> **Tasks to carry out**:
[1] Answer the following questions about the blog post on the writer's life.
(a) Who quoted Kirsty Brooks's words in bold?
(b) What share of the work does the post attribute to motivation?
(c) What does the writer demand while wallowing on the couch?
[2] Rewrite the part of the blog post on the writer's life starting at "Thick skin and" and ending at "very low lows.", replacing "rollercoaster" with "journey".

Thick skin and soldier on

My corner of the interwebs is full of discussions about the writer’s life. Not full as in a meme travelling at the speed of the interwebs full. But there’s Kerryn, quoting (in bold) from Kirsty Brooks‘s blog, Kate having a moment to moment moment, Elsewhere looking for a batysphere and Ariel reclaiming her time. And all of this at a time, when over here at ThirdCat, things are a writerly rollercoaster with very high highs and very low lows.

Those words of Kirsty’s, quoted by Kerryn, are a timely reminder for me: “You fall down but you pick yourself up again. In this field, your success is never guaranteed, but your love of it should be”.

I’ve heard it before of course. It’s ten percent inspiration, ninety percent motivation. Watership Down was rejected a zillion times before the dude’s wife picked it out of the bin and sent it off one more time. JK Rowling was on the bones of her bum.

And I think it’s sinking in, because this time around, I notice that picking myself up is less difficult than it used to be. My writing future is no more certain or guaranteed – and indeed I sometimes wonder whether the longer you hang around on the edges of ’emerging’ the more damage you do yourself. But it seems that soldiering on has become a bearable state of being. When one agent tells me that indeed my work is good, but they just can’t take anyone else on; when I hear another say ‘we rely on recommendations’ so I’m gonna need an agent to find myself an agent; when a publisher tells me ‘it’s just a matter of time’ but that time is not now, I soldier on. I am tense with disappointment and yell a bit more than I should for a day or so. I wallow on the couch demanding cups of tea. But I soldier on.

> **Data provided**:
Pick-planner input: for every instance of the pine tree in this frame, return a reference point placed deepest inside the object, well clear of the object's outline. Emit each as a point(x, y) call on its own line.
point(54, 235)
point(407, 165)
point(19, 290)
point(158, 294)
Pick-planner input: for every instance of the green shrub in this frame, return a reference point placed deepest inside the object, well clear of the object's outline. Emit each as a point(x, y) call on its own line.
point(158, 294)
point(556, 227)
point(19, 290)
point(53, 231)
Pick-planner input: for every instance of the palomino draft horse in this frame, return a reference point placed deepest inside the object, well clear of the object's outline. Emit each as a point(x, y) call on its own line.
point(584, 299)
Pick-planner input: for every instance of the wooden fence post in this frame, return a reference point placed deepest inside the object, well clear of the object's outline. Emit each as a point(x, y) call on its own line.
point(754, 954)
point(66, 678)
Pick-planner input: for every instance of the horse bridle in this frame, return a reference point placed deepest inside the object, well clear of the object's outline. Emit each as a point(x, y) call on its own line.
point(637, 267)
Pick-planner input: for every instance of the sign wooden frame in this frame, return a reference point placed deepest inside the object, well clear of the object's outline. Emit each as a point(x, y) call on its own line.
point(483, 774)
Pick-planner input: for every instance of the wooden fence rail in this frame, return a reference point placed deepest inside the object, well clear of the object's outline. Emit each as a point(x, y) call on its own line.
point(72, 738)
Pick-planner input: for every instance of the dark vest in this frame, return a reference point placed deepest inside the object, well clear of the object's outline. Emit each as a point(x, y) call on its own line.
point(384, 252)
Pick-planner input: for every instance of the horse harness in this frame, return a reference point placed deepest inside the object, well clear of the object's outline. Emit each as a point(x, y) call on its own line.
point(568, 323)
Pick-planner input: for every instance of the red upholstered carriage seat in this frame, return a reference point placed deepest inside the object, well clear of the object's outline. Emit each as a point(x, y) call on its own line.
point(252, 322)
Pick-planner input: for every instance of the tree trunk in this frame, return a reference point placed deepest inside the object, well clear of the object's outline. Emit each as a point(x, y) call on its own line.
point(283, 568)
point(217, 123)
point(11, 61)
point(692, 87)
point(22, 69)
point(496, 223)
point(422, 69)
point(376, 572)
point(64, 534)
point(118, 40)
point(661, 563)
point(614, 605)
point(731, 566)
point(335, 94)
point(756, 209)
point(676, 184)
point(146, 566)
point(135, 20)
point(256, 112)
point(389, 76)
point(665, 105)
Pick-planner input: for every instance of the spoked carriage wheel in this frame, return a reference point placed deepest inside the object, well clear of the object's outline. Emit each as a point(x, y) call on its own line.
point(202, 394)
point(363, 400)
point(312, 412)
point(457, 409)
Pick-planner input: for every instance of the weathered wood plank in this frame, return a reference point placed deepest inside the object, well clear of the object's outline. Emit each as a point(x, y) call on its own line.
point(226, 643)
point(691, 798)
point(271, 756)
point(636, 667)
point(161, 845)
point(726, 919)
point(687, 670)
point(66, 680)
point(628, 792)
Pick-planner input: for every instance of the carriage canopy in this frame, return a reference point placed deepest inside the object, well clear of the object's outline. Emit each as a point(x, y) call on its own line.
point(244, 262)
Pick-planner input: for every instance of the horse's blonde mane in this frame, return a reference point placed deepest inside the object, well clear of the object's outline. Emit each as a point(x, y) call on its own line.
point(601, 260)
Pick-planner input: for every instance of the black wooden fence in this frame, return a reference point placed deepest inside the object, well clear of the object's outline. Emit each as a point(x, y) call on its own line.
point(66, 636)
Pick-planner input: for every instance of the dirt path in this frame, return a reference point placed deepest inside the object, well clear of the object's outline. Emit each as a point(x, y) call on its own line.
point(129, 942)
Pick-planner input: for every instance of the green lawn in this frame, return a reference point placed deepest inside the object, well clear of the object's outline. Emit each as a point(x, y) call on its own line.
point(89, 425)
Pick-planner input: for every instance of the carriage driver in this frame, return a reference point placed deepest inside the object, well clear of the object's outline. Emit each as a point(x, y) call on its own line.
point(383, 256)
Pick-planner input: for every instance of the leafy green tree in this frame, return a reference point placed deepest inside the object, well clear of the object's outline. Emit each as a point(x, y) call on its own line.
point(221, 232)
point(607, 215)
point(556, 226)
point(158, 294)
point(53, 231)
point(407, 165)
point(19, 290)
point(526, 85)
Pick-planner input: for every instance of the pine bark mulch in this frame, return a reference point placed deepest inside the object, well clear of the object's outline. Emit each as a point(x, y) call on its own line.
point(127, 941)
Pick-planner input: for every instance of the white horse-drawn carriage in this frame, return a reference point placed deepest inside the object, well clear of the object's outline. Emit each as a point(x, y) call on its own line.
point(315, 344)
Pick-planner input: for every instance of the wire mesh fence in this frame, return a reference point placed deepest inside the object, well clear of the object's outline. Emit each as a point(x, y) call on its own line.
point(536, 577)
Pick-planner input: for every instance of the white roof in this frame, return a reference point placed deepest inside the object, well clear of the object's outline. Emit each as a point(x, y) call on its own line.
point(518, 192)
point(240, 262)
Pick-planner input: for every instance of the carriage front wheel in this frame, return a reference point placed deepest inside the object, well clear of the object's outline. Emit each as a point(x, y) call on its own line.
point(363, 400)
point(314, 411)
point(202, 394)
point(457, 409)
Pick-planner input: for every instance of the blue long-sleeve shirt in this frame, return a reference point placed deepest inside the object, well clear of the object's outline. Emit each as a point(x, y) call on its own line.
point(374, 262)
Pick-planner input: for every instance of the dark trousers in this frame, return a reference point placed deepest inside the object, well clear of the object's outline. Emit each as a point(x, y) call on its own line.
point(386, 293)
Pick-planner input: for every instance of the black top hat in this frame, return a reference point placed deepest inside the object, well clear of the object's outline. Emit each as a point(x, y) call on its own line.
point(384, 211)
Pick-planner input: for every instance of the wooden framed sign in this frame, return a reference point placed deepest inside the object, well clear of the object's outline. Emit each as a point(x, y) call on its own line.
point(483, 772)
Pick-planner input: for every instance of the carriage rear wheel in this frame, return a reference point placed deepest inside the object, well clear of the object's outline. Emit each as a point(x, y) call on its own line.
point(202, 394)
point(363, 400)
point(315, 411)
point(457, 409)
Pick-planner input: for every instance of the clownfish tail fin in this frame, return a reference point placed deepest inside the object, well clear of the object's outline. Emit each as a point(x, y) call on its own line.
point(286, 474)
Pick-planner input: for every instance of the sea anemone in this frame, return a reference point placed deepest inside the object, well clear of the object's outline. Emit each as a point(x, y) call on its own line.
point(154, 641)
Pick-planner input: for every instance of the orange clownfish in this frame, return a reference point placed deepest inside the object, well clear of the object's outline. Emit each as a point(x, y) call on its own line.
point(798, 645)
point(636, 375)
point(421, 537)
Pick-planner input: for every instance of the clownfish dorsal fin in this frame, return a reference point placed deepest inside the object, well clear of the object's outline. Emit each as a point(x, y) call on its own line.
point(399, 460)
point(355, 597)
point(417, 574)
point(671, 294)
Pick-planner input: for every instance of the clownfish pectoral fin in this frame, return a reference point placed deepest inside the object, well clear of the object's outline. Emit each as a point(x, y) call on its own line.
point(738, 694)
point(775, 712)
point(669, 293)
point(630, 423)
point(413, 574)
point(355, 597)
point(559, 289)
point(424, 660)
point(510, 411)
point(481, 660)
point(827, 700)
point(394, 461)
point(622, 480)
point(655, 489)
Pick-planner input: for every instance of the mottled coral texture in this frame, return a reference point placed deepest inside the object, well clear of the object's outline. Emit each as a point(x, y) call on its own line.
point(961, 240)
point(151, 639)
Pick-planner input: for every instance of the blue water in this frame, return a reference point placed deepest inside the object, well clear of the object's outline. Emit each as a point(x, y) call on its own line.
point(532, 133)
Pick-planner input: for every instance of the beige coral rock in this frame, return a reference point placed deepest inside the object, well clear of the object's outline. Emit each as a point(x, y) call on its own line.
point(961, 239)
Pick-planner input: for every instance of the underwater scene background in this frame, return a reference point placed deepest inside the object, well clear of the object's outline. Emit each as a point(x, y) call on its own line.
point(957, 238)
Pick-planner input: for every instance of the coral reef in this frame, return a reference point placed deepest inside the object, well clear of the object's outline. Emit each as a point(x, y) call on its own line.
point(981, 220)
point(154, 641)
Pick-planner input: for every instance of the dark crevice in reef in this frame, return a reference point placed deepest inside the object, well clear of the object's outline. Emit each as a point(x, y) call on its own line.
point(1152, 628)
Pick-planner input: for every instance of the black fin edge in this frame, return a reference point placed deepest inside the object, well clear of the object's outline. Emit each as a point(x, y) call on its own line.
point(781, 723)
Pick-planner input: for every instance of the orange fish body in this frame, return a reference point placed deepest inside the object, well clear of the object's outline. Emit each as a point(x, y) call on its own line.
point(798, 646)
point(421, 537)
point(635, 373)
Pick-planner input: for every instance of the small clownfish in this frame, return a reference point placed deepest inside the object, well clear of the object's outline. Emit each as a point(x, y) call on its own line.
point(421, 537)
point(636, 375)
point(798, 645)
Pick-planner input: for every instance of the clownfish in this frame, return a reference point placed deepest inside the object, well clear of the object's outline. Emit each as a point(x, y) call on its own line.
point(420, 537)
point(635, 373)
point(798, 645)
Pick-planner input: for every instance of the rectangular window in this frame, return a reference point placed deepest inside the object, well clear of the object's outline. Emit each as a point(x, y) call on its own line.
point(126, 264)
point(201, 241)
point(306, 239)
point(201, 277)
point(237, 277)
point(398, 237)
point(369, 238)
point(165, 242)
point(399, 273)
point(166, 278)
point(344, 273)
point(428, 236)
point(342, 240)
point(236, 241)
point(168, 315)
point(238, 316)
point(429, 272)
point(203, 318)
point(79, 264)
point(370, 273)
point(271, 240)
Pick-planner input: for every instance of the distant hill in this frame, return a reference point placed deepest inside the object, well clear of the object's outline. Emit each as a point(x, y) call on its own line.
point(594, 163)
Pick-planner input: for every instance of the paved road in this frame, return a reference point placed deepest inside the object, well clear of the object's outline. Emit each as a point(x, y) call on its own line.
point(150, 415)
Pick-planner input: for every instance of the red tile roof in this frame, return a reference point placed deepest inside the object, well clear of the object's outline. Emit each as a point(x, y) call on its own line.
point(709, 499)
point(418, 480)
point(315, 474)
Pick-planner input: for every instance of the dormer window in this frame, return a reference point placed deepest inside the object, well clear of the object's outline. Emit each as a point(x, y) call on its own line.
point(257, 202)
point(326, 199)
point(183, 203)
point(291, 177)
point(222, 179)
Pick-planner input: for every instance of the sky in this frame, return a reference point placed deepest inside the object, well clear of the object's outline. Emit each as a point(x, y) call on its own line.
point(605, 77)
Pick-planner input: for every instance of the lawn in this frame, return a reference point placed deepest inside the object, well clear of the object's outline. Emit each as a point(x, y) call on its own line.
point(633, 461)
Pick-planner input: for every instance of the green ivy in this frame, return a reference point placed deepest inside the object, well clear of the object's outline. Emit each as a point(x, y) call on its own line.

> **Written answers**:
[1]
(a) Kerryn
(b) Ninety percent
(c) Cups of tea

[2]
Thick skin and soldier on

My corner of the interwebs is full of discussions about the writer’s life. Not full as in a meme travelling at the speed of the interwebs full. But there’s Kerryn, quoting (in bold) from Kirsty Brooks‘s blog, Kate having a moment to moment moment, Elsewhere looking for a batysphere and Ariel reclaiming her time. And all of this at a time, when over here at ThirdCat, things are a writerly journey with very high highs and very low lows.